Lista de tarefas:
• a. Copie do texto sobre os seguros de vida do crédito à habitação o trecho que vai desde "Seguros que só" até "capital em dívida.", inclusive.
• b. Com base no texto sobre os seguros de vida do crédito à habitação, responda:
(i) Quanto se paga a menos por mês nos seguros mais baratos?
(ii) Que parte do capital em dívida cobrem alguns dos novos seguros?
(iii) A contratação deste seguro é obrigatória por lei?
• c. Prossiga o texto sobre os seguros de vida do crédito à habitação a partir da última frase apresentada.

Texto citado:
Seguros que só cobrem metade dos riscos do crédito estão a aumentar
Sabe exactamente o que cobre o seguro de vida associado ao empréstimo da casa? Os mais baratos, pagando menos dez a 20 euros por mês, podem ser uma armadilha. E há novos seguros, como o que só cobre metade do capital em dívida.
Pedir um empréstimo à habitação e contratar um seguro de vida que pague a dívida em caso de morte, acidente ou doença grave é uma exigência dos bancos (apesar de não ser obrigatório por lei) e deixa os consumidores muito mais tranquilos em relação ao futuro. Mas as coberturas de risco deste tipo de seguros são muito variáveis, a que correspondem diferentes custos, e muitos portugueses contrataram ou continuam a contratar apenas a cobertura-base, a mais barata, muitas vezes a única apresentada pelo banco ou a única comercializada pela seguradora, sem perceberem a diferença face a outras garantias complementares ou reforçadas.

Dados fornecidos:
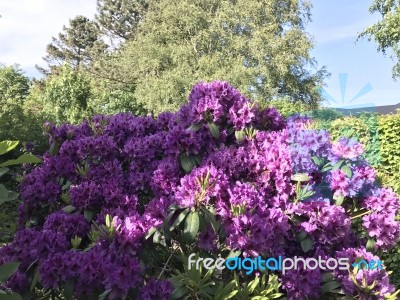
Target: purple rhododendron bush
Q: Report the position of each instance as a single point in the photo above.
(121, 202)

Respostas por tarefa:
• a.
Seguros que só cobrem metade dos riscos do crédito estão a aumentar
Sabe exactamente o que cobre o seguro de vida associado ao empréstimo da casa? Os mais baratos, pagando menos dez a 20 euros por mês, podem ser uma armadilha. E há novos seguros, como o que só cobre metade do capital em dívida.

• b.
(i) Dez a 20 euros.
(ii) Metade.
(iii) Não. É uma exigência dos bancos, mas não é obrigatória por lei.

• c.
A terminologia da generalidade dos contratos de saúde é complexa, uma dificuldade que se agrava com o surgimento de novas modalidades de seguro, como a que apenas cobre 50% do capital em dívida quando o empréstimo é pedido por duas pessoas. De acordo com os dados recolhidos pelo PÚBLICO, a oferta desta última “versão” de coberturas está a aumentar, sendo oferecida por várias seguradores, e apresentada por alguns bancos, como é o caso do Bankinter. As características desta modalidade, mais barata do que a cobertura a 100% do capital para os dois titulares, nem sempre são devidamente explicadas aos consumidores, que só mais tarde se apercebem de que, em caso de morte, acidente ou doença de um dos titulares, o seguro paga metade do capital em dívida, ficando o outro com o encargo de pagar a parte restante.
Para além da especificidade de garantir o pagamento de 100% ou, mais recentemente, de 50% do capital no caso de morte, estes seguros podem ser divididos em dois tipos relativamente às coberturas de invalidez por acidente ou reforma: a mínima (no caso de morte ou invalidez absoluta e definitiva) ou a reforçada (no caso de morte ou invalidez definitiva para a profissão ou actividade compatível). O custos entre elas pode variar entre dez e 20 euros mensais, respectivamente, em boa parte das ofertas, como mostram os dados recolhidos para o PÚBLICO pelo ComparaJá.pt, um site especializado na comparação de produtos de crédito, a partir do exemplos de contratação deste produto.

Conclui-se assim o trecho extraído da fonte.